Tasks to perform =>
- 1) In the update from the Research Data Alliance plenary, in what city and country did the 14th Plenary take place?
- 2) From the update on the Research Data Alliance plenary, repeat the passage starting at "Promoting Reproducible Research" and ending at "in associated publications.".
Document extract Block Start
Promoting Reproducible Research Practices at the Research Data Alliance
Update From the 14th Plenary of the Research Data Alliance:
Consistent with the National Academies of Science, Engineering, and Medicine’s recent report on Reproducibility and Replicability in Science, we define “reproducibility” as the ability to recreate computational results from the data and code used by the original researcher. At the ISPS Data Archive, it is our experience that reproducible data and code require curatorial activities to ensure that statistical and analytic claims can be computationally reproduced over time. These activities include, for example, a review of the computer code used to produce the analysis in order to verify that the code is executable and that it generates results identical to those presented in associated publications.
At the 14th Plenary of the Research Data Alliance (RDA) in Espoo, Finland, over 100 people gathered to explore the issues concerning curating for FAIR (Findable, Accessible, Interoperable, and Reusable) and reproducible data and code. The room was packed and the energy high, reflecting the need to confront the challenges of supporting the reproducibility of scientific research, and attesting to the strength of RDA as a forum for bringing together stakeholders with diverse viewpoints and expertise. Participants identified as researchers, data support professionals, repository managers, publishers, IT support, and software developers. The meeting, a Birds-of-a-Feather (BoF) on Curating for FAIR and Reproducible Data and Code, was organized by ISPS’ Limor Peer, Florio Arguillas of the Cornell Institute for Social and Economic Research, and Thu-Mai Christian of the Odum Institute Data Archive.
Our three institutions have been implementing practices and developing workflows and tools that support curating for reproducibility. At ISPS, we have been applying a curation workflow to the research outputs published on the ISPS Data Archive and have been developing software to manage the workflow, YARD. The Odum Institute Data Archive is working with the American Journal of Political Science (AJPS) and other journals to provide a data review service that performs data curation and verification of replication datasets. The Cornell Institute for Social and Economic Research (CISER) offers a Results Reproduction (R2) Service that computationally reproduces the results of research to ensure reproducibility and transparency. In 2016, we launched a consortium to advocate and support efforts to curate for reproducibility, CURE.
Document extract Block End
Given information Block Start
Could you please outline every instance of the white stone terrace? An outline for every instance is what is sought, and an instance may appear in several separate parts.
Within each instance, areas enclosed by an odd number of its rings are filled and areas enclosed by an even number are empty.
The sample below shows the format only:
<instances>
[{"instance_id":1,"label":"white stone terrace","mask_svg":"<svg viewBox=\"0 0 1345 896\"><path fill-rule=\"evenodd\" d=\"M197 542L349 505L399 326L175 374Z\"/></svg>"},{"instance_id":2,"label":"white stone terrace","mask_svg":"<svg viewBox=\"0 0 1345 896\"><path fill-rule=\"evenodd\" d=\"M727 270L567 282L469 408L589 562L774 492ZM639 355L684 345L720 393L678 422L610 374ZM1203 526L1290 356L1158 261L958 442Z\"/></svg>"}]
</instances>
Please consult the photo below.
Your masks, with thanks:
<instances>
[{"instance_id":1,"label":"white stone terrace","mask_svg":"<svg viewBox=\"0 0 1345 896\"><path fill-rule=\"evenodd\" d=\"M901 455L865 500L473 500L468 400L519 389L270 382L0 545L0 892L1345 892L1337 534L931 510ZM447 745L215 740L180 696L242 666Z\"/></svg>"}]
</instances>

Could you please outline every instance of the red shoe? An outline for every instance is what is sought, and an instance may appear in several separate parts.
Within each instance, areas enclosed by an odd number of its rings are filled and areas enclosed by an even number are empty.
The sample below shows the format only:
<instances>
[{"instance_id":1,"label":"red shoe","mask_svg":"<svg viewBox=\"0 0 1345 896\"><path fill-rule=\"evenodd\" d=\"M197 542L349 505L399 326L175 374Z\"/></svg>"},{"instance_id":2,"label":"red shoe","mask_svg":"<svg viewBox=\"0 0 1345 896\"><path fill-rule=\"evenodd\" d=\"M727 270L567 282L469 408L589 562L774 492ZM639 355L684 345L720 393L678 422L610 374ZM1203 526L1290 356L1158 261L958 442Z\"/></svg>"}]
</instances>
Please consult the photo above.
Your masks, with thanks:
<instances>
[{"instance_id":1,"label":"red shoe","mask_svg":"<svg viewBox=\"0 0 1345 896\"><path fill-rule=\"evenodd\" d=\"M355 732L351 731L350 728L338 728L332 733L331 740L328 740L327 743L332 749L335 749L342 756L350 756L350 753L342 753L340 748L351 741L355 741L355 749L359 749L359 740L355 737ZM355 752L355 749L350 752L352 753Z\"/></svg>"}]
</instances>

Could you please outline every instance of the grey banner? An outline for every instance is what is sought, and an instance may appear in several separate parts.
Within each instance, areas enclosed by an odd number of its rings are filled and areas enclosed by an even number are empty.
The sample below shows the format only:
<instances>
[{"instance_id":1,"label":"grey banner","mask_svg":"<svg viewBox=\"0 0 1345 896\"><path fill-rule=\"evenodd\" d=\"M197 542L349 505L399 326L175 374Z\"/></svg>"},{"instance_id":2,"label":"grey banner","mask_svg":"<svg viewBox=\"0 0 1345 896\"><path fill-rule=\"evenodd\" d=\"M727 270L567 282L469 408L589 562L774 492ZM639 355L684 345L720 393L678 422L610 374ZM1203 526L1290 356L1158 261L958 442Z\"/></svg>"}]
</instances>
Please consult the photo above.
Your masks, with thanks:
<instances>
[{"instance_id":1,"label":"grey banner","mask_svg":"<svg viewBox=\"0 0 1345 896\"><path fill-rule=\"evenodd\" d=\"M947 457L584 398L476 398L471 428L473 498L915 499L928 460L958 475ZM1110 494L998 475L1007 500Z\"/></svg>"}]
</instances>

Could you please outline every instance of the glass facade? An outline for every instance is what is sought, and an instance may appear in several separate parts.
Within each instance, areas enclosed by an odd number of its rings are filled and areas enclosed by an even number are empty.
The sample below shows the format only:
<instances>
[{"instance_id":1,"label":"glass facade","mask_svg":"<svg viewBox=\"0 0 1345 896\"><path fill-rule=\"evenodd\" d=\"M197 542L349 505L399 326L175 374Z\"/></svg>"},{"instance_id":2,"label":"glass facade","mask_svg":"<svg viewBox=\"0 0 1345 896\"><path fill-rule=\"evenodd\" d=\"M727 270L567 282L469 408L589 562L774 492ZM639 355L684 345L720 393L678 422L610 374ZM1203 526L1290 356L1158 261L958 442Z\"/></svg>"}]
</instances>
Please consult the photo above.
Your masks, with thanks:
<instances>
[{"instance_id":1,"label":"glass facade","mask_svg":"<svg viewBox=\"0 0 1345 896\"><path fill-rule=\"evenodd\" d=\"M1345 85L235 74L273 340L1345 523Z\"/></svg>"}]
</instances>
Given information Block End
Given information Block Start
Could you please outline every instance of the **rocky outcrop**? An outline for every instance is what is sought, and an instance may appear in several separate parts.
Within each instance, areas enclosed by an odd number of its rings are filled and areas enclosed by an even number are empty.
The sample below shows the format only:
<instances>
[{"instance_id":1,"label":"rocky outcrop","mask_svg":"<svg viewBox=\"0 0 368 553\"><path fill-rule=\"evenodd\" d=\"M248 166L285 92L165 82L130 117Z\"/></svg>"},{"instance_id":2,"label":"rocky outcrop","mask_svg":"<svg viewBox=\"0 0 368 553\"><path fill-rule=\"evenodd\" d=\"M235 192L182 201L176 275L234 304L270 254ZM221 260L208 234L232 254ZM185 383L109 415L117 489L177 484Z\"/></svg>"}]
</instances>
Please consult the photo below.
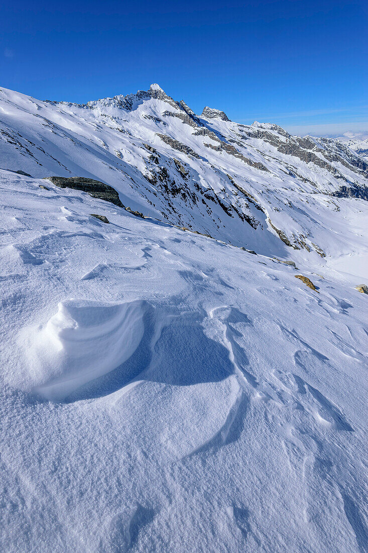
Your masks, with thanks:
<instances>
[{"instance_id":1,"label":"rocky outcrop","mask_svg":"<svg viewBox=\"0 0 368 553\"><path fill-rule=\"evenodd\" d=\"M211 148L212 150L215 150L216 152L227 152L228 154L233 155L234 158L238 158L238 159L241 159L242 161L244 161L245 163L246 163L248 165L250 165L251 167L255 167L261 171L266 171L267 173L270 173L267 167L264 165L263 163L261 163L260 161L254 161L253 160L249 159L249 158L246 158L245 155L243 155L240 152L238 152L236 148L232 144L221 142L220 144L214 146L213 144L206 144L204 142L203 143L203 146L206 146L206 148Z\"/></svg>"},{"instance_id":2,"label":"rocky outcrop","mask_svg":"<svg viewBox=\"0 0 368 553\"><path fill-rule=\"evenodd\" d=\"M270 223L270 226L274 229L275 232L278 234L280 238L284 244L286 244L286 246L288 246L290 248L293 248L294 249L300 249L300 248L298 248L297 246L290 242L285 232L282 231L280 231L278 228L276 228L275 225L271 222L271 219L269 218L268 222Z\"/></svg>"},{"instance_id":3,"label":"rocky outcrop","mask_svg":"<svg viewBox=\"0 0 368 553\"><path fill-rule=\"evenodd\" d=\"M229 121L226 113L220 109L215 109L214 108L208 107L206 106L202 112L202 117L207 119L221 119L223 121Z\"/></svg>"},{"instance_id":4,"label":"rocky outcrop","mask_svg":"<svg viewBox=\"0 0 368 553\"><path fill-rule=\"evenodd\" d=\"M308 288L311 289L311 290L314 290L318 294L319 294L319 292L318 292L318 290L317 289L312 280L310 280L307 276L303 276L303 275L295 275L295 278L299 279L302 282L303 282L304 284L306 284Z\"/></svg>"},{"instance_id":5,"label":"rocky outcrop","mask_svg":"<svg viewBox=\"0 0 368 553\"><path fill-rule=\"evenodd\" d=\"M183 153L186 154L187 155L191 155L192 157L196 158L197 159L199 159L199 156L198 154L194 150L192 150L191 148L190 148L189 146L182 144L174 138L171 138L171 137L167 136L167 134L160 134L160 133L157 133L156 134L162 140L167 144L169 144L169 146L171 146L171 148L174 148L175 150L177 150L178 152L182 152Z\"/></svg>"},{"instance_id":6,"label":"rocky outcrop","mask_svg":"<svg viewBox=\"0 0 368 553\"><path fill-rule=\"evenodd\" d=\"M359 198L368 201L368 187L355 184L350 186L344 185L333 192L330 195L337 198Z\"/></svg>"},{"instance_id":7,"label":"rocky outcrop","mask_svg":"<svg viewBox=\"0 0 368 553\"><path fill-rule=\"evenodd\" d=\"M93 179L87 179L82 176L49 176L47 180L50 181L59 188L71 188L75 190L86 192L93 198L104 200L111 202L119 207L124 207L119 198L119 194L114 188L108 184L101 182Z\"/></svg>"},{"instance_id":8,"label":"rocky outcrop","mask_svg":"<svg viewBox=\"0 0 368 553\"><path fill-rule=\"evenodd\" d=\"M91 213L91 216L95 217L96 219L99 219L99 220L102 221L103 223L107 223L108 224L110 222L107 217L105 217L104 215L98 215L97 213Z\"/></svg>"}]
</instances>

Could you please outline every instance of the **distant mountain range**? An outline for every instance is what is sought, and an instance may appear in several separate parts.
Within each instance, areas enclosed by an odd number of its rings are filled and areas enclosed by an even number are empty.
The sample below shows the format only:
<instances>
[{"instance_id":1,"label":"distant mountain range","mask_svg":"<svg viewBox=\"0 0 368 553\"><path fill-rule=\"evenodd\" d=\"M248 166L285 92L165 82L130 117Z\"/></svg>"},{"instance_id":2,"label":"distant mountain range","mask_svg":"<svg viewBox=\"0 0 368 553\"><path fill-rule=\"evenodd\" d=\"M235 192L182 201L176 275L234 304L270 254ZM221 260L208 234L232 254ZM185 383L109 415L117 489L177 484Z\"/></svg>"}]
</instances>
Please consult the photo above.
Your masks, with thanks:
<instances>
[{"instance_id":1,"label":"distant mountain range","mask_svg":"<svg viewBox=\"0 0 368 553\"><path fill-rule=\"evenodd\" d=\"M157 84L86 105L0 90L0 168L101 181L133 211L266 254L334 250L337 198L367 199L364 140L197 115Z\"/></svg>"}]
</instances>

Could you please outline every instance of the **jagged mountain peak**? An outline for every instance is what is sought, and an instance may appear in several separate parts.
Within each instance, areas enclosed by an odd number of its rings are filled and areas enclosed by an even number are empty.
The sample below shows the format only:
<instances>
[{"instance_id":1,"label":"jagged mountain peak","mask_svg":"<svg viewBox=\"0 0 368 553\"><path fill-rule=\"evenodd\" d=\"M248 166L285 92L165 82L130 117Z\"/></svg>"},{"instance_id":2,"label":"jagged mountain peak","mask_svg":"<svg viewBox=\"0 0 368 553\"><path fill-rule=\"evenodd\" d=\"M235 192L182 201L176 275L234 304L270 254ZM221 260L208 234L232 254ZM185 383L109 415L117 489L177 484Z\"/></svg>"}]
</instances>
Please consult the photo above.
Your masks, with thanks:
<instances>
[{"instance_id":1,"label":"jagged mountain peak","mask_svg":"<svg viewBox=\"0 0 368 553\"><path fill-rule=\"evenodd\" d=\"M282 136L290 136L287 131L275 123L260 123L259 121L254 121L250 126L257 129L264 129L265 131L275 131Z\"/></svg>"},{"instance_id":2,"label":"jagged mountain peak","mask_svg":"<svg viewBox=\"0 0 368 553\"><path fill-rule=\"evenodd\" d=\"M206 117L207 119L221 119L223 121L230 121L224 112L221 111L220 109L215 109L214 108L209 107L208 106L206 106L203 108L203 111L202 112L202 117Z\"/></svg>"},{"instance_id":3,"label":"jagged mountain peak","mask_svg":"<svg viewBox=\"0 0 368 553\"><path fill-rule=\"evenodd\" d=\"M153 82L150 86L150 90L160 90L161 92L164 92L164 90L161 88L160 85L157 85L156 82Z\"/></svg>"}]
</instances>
Given information Block End
Given information Block Start
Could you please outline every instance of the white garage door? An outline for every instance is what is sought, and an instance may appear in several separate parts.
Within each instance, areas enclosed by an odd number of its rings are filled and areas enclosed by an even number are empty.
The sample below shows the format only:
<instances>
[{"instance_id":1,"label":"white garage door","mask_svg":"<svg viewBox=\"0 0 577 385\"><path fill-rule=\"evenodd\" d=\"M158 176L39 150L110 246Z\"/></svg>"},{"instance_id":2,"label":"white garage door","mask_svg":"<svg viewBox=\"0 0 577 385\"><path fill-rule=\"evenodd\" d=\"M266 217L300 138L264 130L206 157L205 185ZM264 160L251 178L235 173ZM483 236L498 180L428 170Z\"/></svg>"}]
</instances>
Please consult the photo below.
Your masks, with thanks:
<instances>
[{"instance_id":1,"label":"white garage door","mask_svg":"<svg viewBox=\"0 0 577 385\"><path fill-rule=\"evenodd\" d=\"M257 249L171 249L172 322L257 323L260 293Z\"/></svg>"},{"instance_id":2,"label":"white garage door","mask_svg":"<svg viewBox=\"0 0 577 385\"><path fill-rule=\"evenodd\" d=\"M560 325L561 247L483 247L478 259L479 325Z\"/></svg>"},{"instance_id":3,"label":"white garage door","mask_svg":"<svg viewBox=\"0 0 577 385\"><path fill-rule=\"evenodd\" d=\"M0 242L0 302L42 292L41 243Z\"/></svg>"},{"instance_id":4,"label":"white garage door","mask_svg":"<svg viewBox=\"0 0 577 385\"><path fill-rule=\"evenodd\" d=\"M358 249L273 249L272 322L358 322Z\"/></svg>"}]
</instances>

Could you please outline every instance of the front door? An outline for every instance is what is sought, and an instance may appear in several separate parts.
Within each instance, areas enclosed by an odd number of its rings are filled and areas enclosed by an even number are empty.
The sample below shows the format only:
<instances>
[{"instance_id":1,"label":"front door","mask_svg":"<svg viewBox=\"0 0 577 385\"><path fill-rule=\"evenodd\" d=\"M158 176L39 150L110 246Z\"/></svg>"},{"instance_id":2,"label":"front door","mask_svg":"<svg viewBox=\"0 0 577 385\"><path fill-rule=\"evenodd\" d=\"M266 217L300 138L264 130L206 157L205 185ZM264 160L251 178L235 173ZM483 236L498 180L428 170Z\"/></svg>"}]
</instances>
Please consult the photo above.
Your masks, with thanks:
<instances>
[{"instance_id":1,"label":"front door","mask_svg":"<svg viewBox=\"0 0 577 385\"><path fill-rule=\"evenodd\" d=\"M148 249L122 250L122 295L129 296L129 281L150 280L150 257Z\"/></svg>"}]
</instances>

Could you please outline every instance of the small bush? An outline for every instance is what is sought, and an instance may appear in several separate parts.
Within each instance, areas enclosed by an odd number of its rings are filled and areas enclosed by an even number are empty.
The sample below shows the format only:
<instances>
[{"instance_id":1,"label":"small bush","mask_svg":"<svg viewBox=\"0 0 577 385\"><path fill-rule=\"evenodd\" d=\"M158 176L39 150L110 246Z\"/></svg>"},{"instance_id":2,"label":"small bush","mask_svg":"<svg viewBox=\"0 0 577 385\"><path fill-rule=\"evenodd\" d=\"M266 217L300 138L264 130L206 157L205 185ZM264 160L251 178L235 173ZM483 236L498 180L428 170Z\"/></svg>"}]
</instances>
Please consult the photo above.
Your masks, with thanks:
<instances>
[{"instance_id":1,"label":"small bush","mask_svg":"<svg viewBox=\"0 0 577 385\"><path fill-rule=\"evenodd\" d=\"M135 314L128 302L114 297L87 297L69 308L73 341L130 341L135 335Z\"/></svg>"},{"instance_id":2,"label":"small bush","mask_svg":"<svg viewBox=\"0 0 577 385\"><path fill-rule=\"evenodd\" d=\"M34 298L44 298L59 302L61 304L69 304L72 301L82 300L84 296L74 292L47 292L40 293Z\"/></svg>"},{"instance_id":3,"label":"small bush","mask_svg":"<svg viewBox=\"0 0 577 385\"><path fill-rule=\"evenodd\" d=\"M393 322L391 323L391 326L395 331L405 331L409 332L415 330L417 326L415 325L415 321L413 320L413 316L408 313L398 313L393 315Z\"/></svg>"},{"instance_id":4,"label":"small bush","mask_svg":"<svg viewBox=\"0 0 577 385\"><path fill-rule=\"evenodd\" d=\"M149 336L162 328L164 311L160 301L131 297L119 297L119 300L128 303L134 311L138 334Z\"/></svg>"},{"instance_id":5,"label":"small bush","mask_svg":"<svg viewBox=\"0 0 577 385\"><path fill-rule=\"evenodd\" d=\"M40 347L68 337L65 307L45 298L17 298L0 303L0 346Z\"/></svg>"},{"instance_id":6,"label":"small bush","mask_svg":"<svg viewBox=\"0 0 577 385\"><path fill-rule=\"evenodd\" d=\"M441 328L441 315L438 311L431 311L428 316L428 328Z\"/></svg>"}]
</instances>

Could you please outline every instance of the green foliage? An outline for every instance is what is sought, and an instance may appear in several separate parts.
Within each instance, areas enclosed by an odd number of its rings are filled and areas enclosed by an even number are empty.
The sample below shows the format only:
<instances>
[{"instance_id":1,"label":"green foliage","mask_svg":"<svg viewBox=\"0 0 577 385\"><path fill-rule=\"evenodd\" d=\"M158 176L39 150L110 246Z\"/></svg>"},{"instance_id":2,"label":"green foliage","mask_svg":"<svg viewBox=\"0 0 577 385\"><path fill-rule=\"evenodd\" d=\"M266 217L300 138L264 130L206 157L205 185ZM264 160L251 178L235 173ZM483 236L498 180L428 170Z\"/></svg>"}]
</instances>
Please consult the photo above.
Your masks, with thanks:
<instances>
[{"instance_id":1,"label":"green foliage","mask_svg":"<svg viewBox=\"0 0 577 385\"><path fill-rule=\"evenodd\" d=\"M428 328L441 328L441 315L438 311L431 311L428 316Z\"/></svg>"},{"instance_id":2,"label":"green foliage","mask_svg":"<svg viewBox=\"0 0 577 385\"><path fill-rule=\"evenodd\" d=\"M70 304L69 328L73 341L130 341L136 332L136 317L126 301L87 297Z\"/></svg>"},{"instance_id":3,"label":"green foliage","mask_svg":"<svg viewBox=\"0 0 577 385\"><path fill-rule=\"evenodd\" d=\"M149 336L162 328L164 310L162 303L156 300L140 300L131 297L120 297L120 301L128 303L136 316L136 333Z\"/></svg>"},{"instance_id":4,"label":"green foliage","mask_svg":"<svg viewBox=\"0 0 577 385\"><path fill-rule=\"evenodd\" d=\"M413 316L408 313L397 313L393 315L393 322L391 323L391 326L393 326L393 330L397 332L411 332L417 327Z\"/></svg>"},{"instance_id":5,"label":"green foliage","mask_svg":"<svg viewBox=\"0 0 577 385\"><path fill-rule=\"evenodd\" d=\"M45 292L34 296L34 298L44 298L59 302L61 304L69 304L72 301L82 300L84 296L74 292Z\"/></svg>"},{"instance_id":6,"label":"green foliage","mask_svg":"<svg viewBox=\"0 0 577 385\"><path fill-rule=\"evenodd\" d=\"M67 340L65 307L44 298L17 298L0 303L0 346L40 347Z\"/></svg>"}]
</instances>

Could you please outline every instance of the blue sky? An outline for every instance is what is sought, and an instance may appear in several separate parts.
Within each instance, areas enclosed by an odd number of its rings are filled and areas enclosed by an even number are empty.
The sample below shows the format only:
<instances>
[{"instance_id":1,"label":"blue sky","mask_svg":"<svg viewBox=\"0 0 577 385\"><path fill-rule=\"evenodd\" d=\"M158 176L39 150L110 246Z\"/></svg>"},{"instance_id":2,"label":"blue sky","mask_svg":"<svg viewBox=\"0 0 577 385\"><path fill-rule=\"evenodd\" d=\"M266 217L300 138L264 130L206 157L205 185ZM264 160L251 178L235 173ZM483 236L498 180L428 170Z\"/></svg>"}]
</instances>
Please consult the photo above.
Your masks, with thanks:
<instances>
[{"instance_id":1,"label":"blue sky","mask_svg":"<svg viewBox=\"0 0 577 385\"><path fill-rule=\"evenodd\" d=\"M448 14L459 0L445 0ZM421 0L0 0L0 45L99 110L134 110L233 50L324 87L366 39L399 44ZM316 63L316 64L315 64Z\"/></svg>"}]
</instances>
Given information Block End
Expected outputs =>
- 1) Espoo, Finland.

- 2)
Promoting Reproducible Research Practices at the Research Data Alliance
Update From the 14th Plenary of the Research Data Alliance:
Consistent with the National Academies of Science, Engineering, and Medicine’s recent report on Reproducibility and Replicability in Science, we define “reproducibility” as the ability to recreate computational results from the data and code used by the original researcher. At the ISPS Data Archive, it is our experience that reproducible data and code require curatorial activities to ensure that statistical and analytic claims can be computationally reproduced over time. These activities include, for example, a review of the computer code used to produce the analysis in order to verify that the code is executable and that it generates results identical to those presented in associated publications.